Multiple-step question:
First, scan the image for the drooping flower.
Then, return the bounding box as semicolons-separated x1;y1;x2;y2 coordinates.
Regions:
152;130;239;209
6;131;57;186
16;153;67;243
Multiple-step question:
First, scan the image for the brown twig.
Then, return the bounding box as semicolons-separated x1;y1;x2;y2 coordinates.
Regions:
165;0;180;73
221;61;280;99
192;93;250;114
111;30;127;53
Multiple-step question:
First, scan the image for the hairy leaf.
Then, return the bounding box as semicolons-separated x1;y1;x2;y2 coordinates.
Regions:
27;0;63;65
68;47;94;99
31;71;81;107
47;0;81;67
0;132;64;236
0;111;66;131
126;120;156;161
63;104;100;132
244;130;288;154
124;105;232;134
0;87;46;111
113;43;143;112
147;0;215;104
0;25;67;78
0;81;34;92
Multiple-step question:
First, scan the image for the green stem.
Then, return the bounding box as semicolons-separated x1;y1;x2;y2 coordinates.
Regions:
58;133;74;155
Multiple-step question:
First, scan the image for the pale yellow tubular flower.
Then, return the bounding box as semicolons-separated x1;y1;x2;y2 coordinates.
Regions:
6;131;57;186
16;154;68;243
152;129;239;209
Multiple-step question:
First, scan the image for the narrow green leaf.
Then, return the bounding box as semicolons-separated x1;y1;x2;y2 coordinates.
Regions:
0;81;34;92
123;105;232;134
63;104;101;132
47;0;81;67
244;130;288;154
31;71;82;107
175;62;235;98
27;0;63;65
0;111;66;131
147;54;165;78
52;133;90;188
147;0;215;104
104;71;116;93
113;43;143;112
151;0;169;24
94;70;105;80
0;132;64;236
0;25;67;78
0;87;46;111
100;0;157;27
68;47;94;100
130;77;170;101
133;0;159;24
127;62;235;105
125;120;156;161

WHAT NEEDS TO BE DONE
Can you copy all of the entries above character for character, changing nothing and leaving nothing out?

EXERCISE RESPONSE
Multiple-step question:
First, scan the image for the drooping flower.
Then, return the bounding box as semicolons-separated x1;y1;x2;y2 coordinates.
Regions:
152;130;239;209
6;131;57;186
16;153;67;243
Multiple-step question:
First, scan the image for the brown twig.
Then, return the bounding box as semicolons-separated x1;y1;x2;y2 coordinates.
Regions:
165;0;180;73
221;61;280;99
192;93;250;114
111;30;127;53
Multiple-step question:
First, scan the image for the hairy leaf.
Then, return the bounding box as semicolons-separated x1;y1;x2;y2 coordinates.
Regions:
27;0;63;65
68;47;94;99
31;71;81;107
47;0;81;67
0;132;64;236
0;111;66;131
126;120;156;161
63;104;100;132
244;130;288;154
124;105;232;134
0;87;46;111
113;43;143;112
147;0;215;104
0;25;67;78
0;81;34;92
Multiple-step question:
First, scan the image for the green stem.
Then, return the bounding box as semicolons-separated x1;y1;x2;y2 coordinates.
Regions:
58;133;74;155
Multiple-step question:
First, scan the image for the pale yellow tubular flower.
Then, return the bounding box as semicolons-separated x1;y1;x2;y2 coordinates.
Regions:
6;131;57;186
16;154;68;243
152;129;239;209
Multiple-step question:
First, scan the image for the narrow green leaf.
Then, return the bounding box as semicolons-separated x1;y1;x2;y2 coordinates.
Regions:
0;81;34;92
123;105;232;134
63;104;101;132
47;0;81;67
244;130;288;154
31;71;82;107
175;62;235;98
27;0;63;65
0;111;66;131
147;54;165;78
52;133;90;188
147;0;215;104
104;71;116;93
113;43;143;112
151;0;169;24
94;70;105;80
0;132;64;236
0;25;67;78
0;87;46;111
100;0;157;27
68;47;94;100
130;77;170;101
133;0;159;24
127;62;235;105
125;120;156;161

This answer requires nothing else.